Compito assegnato 1 :: Secondo la sezione del documento sull'elezione del Presidente della Repubblica, da quanto tempo si vive in una situazione di quasi-regime?

Sezione del documento ::
^^^^

22 gennaio 2022

Il Quirinale, il tricolore, storie d'Italia, di Francia e di Savoia

Siamo dunque alla vigilia dell’elezione del nuovo Presidente della Repubblica, in uno dei momenti storici più difficili e surreali della nostra storia repubblicana. Viviamo da due anni in una situazione di quasi-regime in parte sanitario in parte burocratico che ci ha fiaccati nello spirito e inginocchiati nel corpo e nelle risorse, abbiamo un Premier forte e dal prestigio internazionale ma un Paese oggettivamente a un passo dal baratro. Draghi è certamente il candidato più importante e forse più adatto in campo, ma le elezioni del nostro Presidente sono un po' come quelle del Re di Gerusalemme: vinta la Crociata e ripresa alla cristianità la Terra Santa scoppiò una tenzone tra i più grandi e potenti cavalieri per chi dovesse essere eletto Re, e si finì per scegliere Goffredo di Buglione, poi Re Baldovino I, che era forse il meno valoroso ma certamente il più inoffensivo e il meno ambizioso, insomma il miglior garante dell’equilibrio dei grandi appetiti degli altri cavalieri. E Draghi è destinato alla medesima fine: lui al Quirinale sarebbe di fatto l’inizio di un Presidenzialismo alla francese o alla americana che il banchiere non tarderebbe a far passare da una situazione de facto ad una di pieno diritto. Nessun leader italiano lo vorrebbe, a meno che il Presidente non fosse egli stesso: come dice il Vangelo “et facta est contentio inter eos quis eorum esse major” ( e iniziò una lite tra gli apostoli su chi di loro fosse il migliore ndr…).

^^^^

Estratto del dataset ::
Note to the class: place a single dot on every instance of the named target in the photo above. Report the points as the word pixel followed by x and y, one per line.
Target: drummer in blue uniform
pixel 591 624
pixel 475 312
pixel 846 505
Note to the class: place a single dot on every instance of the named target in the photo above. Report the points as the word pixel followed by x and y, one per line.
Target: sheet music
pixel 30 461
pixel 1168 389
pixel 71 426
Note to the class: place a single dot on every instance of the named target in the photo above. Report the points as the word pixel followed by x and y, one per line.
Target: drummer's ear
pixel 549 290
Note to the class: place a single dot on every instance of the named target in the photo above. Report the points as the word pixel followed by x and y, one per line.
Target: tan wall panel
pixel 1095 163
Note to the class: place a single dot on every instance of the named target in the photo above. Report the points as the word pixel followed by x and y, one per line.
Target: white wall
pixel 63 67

^^^^

Compito assegnato 2 :: Trasforma in una lista JSON di stringhe le righe delle voci, dalla prima riga fino a quella con "pixel 846 505" compresa. Metti una stringa per ciascuna riga e tralascia le righe vuote.

Risultato del compito 1 :: Da due anni.

Risultato del compito 2 ::
[
  "Note to the class: place a single dot on every instance of the named target in the photo above. Report the points as the word pixel followed by x and y, one per line.",
  "Target: drummer in blue uniform",
  "pixel 591 624",
  "pixel 475 312",
  "pixel 846 505"
]